**What this task involves**
The answer is every line in the data below that contains the word "single".

**Records supplied**
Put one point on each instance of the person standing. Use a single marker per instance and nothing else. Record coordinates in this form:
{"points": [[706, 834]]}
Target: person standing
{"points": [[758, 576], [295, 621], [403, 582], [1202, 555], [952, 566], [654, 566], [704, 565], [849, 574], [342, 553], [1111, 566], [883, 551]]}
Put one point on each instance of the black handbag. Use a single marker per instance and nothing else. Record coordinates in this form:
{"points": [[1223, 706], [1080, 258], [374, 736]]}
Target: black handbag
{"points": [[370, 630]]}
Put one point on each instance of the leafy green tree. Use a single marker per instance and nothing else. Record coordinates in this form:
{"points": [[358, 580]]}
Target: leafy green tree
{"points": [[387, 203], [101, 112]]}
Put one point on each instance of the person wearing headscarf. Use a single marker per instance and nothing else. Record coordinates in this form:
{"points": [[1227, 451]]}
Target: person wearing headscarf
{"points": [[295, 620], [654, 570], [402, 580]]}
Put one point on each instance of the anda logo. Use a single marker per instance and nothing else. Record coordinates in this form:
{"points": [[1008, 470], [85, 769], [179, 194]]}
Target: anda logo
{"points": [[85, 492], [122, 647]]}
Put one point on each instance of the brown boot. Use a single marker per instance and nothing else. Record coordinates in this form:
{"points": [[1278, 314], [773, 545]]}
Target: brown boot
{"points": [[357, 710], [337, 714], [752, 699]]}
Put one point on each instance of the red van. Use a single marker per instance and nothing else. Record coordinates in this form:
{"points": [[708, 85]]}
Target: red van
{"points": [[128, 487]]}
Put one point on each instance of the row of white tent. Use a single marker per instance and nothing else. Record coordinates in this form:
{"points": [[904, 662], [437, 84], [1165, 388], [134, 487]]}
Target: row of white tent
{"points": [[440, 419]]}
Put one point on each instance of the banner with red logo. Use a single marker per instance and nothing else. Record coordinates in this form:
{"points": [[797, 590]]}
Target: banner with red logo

**Exercise result**
Put one point on each instance of the person standing. Use a single marker per instance and nothing else. Record coordinates in this form:
Put one point on each instance of the black handbag. Use a single marker per instance and nothing else. Record coordinates in this form:
Put one point on each instance of the leafy green tree. Use a single marker per instance and nothing else. Record coordinates in this form:
Put one point on each instance of the person wearing headscarf. Use a single marker per instance and nothing else. Record coordinates in this form:
Put one point on each instance of the anda logo. Use a single marker per instance and nothing else. Record coordinates in this form:
Put one point on each instance of the brown boot. Use a single marker per instance and nothing else. Record coordinates in this form:
Put one point on each instance of the red van. Use a single marker per instance and nothing else. Record coordinates in this form:
Put one point on each instance of the row of white tent. Use a single marker per instance and nothing else. Record coordinates in this form:
Put one point on each instance of the banner with red logo. Use a single marker per instance and nothing else. Record coordinates in this form:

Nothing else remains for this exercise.